**Excerpt provided**.
□ □ □ □ □

Maintain control of your Microsoft 365 data
Post Reply
mkevenaar
Veeam Vanguard
Posts: 41
Liked: 19 times
Joined: May 14, 2019 2:34 pm
Full Name: Maurice Kevenaar
Location: Uithoorn
Contact:

[BUG] API Health endpoint

Post by mkevenaar »

Hi all,

I would like to report what appears to be a bug or design issue with the Veeam Backup for Microsoft 365 REST API /Health endpoint.

According to the documentation, the /v8/Health endpoint returns the health status of the NATS server and the PostgreSQL configuration database. The response model also appears to support returning an overall Unhealthy state with individual component entries.

Observed behavior:
  • When all components are healthy, the endpoint returns a normal health response.
  • Currently, only nats and configurationDB are exposed.
  • When one of these components becomes unavailable, the /Health endpoint itself becomes unavailable.
Expected behavior:
  • The /Health endpoint should remain reachable as long as the REST API service itself is running.
  • It should return HTTP 200 or a newly introduced 503 (Service Unavailable) response with a body showing the affected component as Unhealthy.
  • The endpoint should not depend so tightly on the same components it is supposed to report on.

□ □ □ □ □

Dataset records about object locations:
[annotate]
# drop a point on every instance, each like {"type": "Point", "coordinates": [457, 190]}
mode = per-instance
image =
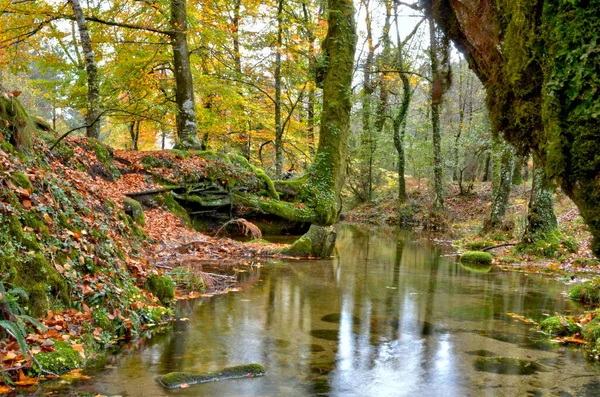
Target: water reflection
{"type": "Point", "coordinates": [389, 316]}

□ □ □ □ □

**Instructions for the task**.
Could you repeat the health endpoint bug report between "Post by mkevenaar" and "itself becomes unavailable.", inclusive, switching each "components" to "modules"?

**Solution to this problem**.
Post by mkevenaar »

Hi all,

I would like to report what appears to be a bug or design issue with the Veeam Backup for Microsoft 365 REST API /Health endpoint.

According to the documentation, the /v8/Health endpoint returns the health status of the NATS server and the PostgreSQL configuration database. The response model also appears to support returning an overall Unhealthy state with individual component entries.

Observed behavior:
  • When all modules are healthy, the endpoint returns a normal health response.
  • Currently, only nats and configurationDB are exposed.
  • When one of these modules becomes unavailable, the /Health endpoint itself becomes unavailable.